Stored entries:
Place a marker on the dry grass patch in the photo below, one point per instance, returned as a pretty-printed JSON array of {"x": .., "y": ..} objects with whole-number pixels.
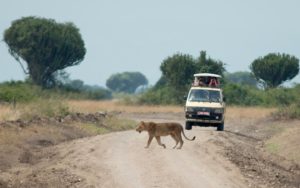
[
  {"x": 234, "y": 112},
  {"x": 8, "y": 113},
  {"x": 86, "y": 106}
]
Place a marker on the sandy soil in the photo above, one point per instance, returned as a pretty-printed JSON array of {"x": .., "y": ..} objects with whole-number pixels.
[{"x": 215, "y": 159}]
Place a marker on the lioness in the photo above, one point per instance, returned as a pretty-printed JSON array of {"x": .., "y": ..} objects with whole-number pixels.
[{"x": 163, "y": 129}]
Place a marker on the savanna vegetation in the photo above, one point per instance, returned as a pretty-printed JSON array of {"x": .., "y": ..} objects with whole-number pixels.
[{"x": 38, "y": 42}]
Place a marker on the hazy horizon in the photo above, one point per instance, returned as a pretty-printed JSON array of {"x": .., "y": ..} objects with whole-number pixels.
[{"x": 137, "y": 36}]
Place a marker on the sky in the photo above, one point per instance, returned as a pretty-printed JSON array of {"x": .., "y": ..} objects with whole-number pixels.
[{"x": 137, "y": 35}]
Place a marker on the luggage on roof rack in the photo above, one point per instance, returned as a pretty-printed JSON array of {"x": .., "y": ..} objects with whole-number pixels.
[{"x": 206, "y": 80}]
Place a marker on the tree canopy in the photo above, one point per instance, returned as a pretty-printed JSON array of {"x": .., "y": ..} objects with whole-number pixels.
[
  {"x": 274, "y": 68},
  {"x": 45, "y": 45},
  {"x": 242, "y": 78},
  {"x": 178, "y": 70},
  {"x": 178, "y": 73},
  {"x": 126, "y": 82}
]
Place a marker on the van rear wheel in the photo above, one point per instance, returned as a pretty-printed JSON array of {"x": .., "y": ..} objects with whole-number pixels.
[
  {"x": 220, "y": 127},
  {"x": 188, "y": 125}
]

**ABOUT THIS EXERCISE:**
Reproduce all the data as it stands. The pictures are not part of the copy.

**COMPLETED EXERCISE:**
Place a marker on the dry grass patch in the photo below, one point per instance, returned as a pretty-printed JSON array of {"x": .., "y": ..} objects with whole-number pixels.
[
  {"x": 234, "y": 112},
  {"x": 8, "y": 113},
  {"x": 86, "y": 106}
]
Place a marker on the sandy soil in the photo above, one point per instance, returned as a pretty-printed JSON array of {"x": .., "y": ..} objects with whole-number pixels.
[{"x": 215, "y": 159}]
Place a marker on the lioness in the photo above, one point per instance, returned as a pretty-printed JSON array of {"x": .., "y": ..} objects with whole-number pixels.
[{"x": 163, "y": 129}]
Place a marker on the savanna vegetation in the photo above, one point per instance, returned as a pretty-printed JSON array of {"x": .., "y": ..} objects with whole-number pixels.
[{"x": 38, "y": 42}]
Place a marker on the hazy horizon in the photo above, one point per instance, returned as a pretty-printed JSON array of {"x": .., "y": ..} objects with whole-number pixels.
[{"x": 137, "y": 36}]
Place a marker on the sky in the photo above, one point per instance, returned as a pretty-printed JSON array of {"x": .., "y": ..} objects with whole-number pixels.
[{"x": 137, "y": 35}]
Place a marker on the luggage on roof rack in the photo above, one point per instance, returned as a pretty-printed JSON array of {"x": .., "y": ..} objects with whole-number pixels.
[{"x": 206, "y": 80}]
Place a marker on the tree canopy in the photo above, one point per instance, returned as a pretty-printed JSON array of {"x": .., "y": ..} objects with whole-number pixels.
[
  {"x": 274, "y": 68},
  {"x": 45, "y": 45},
  {"x": 242, "y": 78},
  {"x": 178, "y": 70},
  {"x": 178, "y": 73},
  {"x": 126, "y": 82}
]
Place a marker on the van rear wheel in the photo above, one point per instance, returned as a pretty-printed JSON array of {"x": .., "y": ..} objects with whole-number pixels.
[
  {"x": 220, "y": 127},
  {"x": 188, "y": 125}
]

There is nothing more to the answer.